- TRY IT -
Write the records out once more. Leave each line exactly as given.
=== SUPPLIED DATA ===
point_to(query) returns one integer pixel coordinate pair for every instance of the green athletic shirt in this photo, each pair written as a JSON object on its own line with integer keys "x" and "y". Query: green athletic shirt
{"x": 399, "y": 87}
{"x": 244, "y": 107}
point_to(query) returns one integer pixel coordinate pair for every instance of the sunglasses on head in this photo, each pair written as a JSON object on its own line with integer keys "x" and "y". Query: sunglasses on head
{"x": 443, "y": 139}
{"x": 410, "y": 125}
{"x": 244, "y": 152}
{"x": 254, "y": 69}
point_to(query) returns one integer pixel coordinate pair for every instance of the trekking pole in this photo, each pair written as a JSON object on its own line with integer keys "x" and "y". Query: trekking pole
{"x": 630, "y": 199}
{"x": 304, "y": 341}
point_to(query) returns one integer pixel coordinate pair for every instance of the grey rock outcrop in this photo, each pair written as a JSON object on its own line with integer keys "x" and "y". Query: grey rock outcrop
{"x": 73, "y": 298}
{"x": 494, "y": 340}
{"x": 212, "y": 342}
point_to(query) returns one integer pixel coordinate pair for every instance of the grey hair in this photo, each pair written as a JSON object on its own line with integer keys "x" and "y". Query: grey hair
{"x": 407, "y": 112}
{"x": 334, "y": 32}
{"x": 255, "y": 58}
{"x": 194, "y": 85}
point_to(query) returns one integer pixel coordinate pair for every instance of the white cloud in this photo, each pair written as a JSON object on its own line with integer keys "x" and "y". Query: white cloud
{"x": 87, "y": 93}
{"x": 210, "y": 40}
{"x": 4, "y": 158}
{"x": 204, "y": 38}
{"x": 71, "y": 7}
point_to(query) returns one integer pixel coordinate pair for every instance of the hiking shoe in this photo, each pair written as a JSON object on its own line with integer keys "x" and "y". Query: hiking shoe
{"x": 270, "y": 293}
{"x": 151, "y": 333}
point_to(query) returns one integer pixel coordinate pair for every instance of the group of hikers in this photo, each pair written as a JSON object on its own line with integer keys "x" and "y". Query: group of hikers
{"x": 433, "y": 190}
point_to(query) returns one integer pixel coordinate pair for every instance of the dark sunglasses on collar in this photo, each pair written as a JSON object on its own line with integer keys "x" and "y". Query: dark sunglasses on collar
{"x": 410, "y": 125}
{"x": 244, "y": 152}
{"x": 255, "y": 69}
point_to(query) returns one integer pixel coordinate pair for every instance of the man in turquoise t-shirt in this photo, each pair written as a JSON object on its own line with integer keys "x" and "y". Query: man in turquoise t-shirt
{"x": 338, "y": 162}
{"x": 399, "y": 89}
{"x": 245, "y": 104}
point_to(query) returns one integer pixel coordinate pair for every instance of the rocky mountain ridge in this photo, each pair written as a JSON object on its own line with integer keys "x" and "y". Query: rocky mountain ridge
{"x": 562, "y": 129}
===
- REPLY -
point_to(query) returns one integer pixel coordinate pair for every instance of the green athletic shirt in this photo, each pair written as a JSON object on its own line with integer keys "x" and "y". Query: green athletic shirt
{"x": 399, "y": 87}
{"x": 244, "y": 107}
point_to(query) returns one integer pixel coordinate pair for every instance of the sunglasses on head in this photo, each pair written as a JSON object on its own line with integer keys "x" and "y". Query: sunglasses on head
{"x": 443, "y": 139}
{"x": 410, "y": 125}
{"x": 244, "y": 152}
{"x": 254, "y": 69}
point_to(query) returns one integer pixel coordinate pair for every instance of the trekking pole in this photo, each pair written as a JSON object on its own line with integer keys "x" and "y". Query: trekking pole
{"x": 630, "y": 199}
{"x": 304, "y": 341}
point_to(query) returns one integer pixel coordinate pair for every instance of the grey rock outcrop in this photo, each pair written as a JSON object on its own line with integer keys "x" and "y". Query: grey rock outcrop
{"x": 73, "y": 298}
{"x": 494, "y": 340}
{"x": 212, "y": 342}
point_to(query) returns one integer pixel coordinate pair for every instance of the grey hair in this photo, each pair written as a JSON object on its own line with integer keys "x" and "y". Query: grey hair
{"x": 407, "y": 112}
{"x": 334, "y": 32}
{"x": 255, "y": 58}
{"x": 194, "y": 85}
point_to(query) returns one integer pixel coordinate pair for every instance of the white cloud in this photo, each pair written as a JSON object on its own line with integer keys "x" and "y". Query: white cloud
{"x": 87, "y": 93}
{"x": 210, "y": 40}
{"x": 4, "y": 158}
{"x": 204, "y": 38}
{"x": 71, "y": 7}
point_to(query) returns one integer pixel coordinate pair for every instance of the hiking shoe in this photo, each pair written as a JSON object on its own line with integer keys "x" and "y". Query: hiking shoe
{"x": 270, "y": 293}
{"x": 151, "y": 333}
point_to(query) returns one integer pixel coordinate pair for every instance of the group of hikers in this photo, each pair written as a JSON object on its own line with integer keys "x" and "y". Query: group of hikers
{"x": 433, "y": 190}
point_to(query) returns one integer pixel coordinate pair for every instance of the dark sunglasses on collar in this photo, each pair written as a JSON object on its own line with integer keys "x" and "y". Query: dark sunglasses on collar
{"x": 410, "y": 125}
{"x": 244, "y": 152}
{"x": 255, "y": 69}
point_to(query) returns one integer pixel coordinate pair for every instance of the man in turquoise t-shirt in this photo, each pair written as a JSON object on its own line with integer keys "x" and "y". Query: man in turquoise t-shirt
{"x": 338, "y": 162}
{"x": 399, "y": 89}
{"x": 245, "y": 104}
point_to(query) returns one integer pixel coordinate pair for every instance of the rocky mountain ridge in this photo, each pair written as a JSON object on its own line with integer keys "x" and "y". Query: rocky mountain ridge
{"x": 562, "y": 129}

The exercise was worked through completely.